Source document ::
The regulatory role of photosystem II photoinactivation and de novo protein synthesis in the degradation and exchange of two forms of the D1 protein in the cyanobacterium Synechococcus PCC 7942

Abstract

After exposure of cells of the cyanobacterium Synechococcus PCC 7942 to increased irradiance, there is a good correlation between the rate of exchange of the ‘low-light’ form D1:1 for the ‘high-light’ form D1:2, and the rate of photosystem II photoinactivation (PSIIPI) assessed in chloramphenicol (CAP)-treated cells. This result indicates that PSIIPI triggers the exchange of D1:1 for D1:2. On the other hand, the reverse exchange of D1:2 for D1:1 after return of the cells to low irradiance is apparently independent of PSIIPI. The D1:2 degradation is partially inhibited by the protease inhibitor Pefabloc, suggesting the role of a serine protease in this process. The degradation of both D1:1 under high irradiance and D1:2 under low irradiance is slowed down in the presence of CAP, confirming previous results obtained with other cyanobacterial strains. A comparison of the turnover rates of the D1 forms under high irradiance shows that the radiolabelled D1:2 turns over significantly faster than D1:1. The presence of D1:2 in the membrane therefore improves the protection of PSII against photodamage and this can be the primary reason for the preferential synthesis of this form under high irradiance.

About this exercise :: From the abstract on D1 protein exchange in Synechococcus, list every process it describes as triggered, inhibited, or slowed down, and give the agent it names for each.

Stored items from a collection ::
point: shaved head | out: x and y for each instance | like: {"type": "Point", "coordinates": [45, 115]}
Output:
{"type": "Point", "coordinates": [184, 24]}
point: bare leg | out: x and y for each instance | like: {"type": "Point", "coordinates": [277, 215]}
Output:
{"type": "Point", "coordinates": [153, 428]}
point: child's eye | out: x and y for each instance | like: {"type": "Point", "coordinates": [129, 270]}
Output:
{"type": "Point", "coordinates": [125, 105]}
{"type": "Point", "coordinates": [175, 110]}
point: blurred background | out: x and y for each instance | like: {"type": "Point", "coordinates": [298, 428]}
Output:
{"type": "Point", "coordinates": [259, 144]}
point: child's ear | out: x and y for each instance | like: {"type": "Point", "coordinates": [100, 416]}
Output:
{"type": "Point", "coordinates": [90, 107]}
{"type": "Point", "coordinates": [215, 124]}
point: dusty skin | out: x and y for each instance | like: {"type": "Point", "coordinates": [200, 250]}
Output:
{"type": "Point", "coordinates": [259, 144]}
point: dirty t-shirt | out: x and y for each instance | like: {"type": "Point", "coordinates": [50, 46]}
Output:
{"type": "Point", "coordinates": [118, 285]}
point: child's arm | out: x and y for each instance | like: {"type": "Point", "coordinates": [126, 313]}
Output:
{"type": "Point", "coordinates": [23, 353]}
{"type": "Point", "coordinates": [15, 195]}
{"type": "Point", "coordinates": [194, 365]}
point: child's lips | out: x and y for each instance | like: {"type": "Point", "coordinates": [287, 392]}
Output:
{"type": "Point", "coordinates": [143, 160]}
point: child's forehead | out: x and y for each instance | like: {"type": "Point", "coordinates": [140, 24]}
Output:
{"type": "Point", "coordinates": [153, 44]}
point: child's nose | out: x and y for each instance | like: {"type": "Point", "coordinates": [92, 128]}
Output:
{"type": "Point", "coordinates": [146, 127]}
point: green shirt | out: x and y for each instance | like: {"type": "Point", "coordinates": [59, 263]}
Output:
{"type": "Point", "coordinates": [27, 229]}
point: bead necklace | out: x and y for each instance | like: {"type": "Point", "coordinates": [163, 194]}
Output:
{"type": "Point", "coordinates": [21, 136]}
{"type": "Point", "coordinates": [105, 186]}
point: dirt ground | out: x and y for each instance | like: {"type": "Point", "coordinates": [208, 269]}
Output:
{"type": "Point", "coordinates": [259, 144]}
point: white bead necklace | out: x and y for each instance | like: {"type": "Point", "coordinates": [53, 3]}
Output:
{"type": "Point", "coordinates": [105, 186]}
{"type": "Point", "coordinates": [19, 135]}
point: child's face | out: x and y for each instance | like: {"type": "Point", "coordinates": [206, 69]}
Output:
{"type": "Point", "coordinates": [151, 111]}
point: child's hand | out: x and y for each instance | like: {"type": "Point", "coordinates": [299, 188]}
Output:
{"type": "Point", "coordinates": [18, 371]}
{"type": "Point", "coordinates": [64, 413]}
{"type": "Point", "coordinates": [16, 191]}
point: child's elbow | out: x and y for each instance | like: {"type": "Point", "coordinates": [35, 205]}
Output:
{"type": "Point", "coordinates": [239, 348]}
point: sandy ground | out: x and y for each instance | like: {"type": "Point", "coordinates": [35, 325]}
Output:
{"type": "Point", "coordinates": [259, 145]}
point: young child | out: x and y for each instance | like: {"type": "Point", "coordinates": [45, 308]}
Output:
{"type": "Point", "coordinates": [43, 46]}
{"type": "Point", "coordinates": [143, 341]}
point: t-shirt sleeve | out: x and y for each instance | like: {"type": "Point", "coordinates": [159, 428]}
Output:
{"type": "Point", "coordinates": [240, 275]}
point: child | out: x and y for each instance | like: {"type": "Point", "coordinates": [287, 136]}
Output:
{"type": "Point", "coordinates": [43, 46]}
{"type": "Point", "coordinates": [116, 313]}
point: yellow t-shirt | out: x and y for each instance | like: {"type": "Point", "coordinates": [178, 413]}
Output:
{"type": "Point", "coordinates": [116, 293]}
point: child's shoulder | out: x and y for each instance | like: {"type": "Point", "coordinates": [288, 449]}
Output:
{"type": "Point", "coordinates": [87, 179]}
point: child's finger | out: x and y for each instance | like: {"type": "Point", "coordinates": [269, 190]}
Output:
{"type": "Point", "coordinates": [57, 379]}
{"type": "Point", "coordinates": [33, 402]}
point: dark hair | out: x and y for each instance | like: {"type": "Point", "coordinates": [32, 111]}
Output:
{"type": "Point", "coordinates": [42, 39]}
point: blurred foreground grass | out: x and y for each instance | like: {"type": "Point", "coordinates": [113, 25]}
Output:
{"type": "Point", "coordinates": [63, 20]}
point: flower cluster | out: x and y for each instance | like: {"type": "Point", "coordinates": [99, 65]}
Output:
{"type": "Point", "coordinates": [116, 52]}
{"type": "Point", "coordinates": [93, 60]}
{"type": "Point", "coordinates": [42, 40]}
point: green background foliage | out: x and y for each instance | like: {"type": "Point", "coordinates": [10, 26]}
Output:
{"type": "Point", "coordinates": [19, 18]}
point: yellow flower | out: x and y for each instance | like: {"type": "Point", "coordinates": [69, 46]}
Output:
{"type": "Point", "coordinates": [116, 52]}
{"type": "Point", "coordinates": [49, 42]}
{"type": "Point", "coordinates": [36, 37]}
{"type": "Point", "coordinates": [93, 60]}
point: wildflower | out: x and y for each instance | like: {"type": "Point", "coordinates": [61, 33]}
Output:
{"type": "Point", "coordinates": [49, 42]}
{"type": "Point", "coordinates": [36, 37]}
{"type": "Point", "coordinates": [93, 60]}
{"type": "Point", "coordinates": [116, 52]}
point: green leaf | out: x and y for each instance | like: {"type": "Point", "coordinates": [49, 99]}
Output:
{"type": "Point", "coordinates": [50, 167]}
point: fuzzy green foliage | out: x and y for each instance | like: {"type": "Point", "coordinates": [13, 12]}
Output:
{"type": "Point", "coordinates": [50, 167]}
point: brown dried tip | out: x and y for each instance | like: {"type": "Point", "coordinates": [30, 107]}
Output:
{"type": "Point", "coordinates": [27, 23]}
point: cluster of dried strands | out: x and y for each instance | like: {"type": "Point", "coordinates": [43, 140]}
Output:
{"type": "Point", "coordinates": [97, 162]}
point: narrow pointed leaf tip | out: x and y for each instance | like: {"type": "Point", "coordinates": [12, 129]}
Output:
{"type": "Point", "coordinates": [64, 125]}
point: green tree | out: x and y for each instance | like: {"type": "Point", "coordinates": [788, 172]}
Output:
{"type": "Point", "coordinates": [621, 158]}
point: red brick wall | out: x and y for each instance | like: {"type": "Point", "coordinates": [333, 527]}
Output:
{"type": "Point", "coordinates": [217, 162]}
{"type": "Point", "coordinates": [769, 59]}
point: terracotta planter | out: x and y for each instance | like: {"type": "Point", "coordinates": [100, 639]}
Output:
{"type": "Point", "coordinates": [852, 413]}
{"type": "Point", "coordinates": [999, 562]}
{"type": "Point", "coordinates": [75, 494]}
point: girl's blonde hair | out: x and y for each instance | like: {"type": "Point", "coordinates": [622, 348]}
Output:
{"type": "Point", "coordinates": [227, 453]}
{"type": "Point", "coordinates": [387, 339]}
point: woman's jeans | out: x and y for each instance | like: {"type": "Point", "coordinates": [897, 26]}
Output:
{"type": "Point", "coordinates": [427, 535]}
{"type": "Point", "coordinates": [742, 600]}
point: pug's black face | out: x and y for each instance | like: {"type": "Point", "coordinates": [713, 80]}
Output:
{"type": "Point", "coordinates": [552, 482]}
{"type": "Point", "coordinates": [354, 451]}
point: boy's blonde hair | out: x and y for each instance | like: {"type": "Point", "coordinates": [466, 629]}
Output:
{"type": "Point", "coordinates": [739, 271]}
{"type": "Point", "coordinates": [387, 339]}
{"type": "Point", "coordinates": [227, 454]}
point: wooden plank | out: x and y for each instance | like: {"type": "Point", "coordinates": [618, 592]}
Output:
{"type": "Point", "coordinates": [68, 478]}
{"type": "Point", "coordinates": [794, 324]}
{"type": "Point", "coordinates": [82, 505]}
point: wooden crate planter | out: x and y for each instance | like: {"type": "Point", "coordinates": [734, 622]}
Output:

Task response ::
- The exchange of D1:1 for D1:2 is triggered by photosystem II photoinactivation (PSIIPI).
- D1:2 degradation is partially inhibited by the protease inhibitor Pefabloc.
- The degradation of D1:1 under high irradiance is slowed down by chloramphenicol (CAP).
- The degradation of D1:2 under low irradiance is slowed down by chloramphenicol (CAP).